→ Work to complete
Look below for the line containing "Target: water reflection"; from there, print each line exactly up to and including the line containing "Target: tree trunk", and stop.

→ Dataset entries
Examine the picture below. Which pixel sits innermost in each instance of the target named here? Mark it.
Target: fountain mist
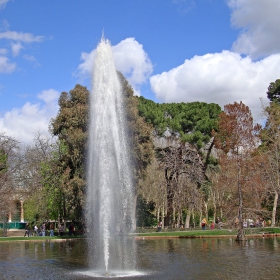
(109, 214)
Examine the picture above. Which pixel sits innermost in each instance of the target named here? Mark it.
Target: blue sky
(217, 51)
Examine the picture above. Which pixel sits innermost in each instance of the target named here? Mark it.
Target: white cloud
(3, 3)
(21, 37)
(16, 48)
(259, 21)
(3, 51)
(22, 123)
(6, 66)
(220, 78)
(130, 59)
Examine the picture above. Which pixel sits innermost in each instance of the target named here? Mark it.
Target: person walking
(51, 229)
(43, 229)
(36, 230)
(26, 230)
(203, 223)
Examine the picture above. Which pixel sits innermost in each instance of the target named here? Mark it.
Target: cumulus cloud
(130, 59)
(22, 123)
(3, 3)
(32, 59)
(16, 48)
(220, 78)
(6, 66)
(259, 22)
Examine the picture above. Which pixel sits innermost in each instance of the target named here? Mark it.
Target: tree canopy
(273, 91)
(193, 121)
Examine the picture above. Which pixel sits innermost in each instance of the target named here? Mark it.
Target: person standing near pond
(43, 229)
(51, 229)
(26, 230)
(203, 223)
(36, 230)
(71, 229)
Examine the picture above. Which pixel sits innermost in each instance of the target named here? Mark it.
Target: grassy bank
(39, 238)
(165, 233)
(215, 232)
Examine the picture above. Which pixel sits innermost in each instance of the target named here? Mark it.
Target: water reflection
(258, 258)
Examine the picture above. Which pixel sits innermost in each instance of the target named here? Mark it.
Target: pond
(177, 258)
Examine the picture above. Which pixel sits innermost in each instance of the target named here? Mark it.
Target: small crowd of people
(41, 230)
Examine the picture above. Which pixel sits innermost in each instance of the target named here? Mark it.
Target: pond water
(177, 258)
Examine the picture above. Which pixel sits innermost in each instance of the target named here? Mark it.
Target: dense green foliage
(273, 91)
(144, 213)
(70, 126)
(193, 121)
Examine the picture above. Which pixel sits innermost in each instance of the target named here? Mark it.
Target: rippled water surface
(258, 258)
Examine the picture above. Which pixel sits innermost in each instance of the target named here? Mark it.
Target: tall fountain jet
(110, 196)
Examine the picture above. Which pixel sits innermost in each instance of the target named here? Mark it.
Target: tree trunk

==

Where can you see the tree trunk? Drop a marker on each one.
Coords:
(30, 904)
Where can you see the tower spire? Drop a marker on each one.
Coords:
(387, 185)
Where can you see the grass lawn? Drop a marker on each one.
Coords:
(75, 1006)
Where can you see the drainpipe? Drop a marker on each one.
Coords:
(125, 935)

→ Answer to the problem
Target: water reflection
(258, 258)
Examine the picture above. Which pixel sits innermost in each instance of the target named here? Mark it.
Target: pond
(177, 258)
Examine the picture above. Which pixel sits innermost in each instance of the target named here? Mark it.
Target: small crowd of people
(41, 230)
Examine the picture above. Which pixel sits innermost in each instance of the target named here? Mark it.
Target: pond water
(177, 258)
Examine the picture above. Which pixel sits innermost in each instance of the target named here? Mark it.
Target: dense green foliage
(273, 91)
(144, 213)
(70, 126)
(193, 121)
Examine the picture above. Which pixel sits innermost in each instance of the target named here? Mark it.
Target: rippled water surface
(258, 258)
Examine the picture above. Which pixel sits innermost in each instance of the target named here? Mark it.
Target: tall fountain jet
(110, 196)
Examine the picture above. Which pixel sits innermost in each instance of the target named here? Mark it.
Target: tree trunk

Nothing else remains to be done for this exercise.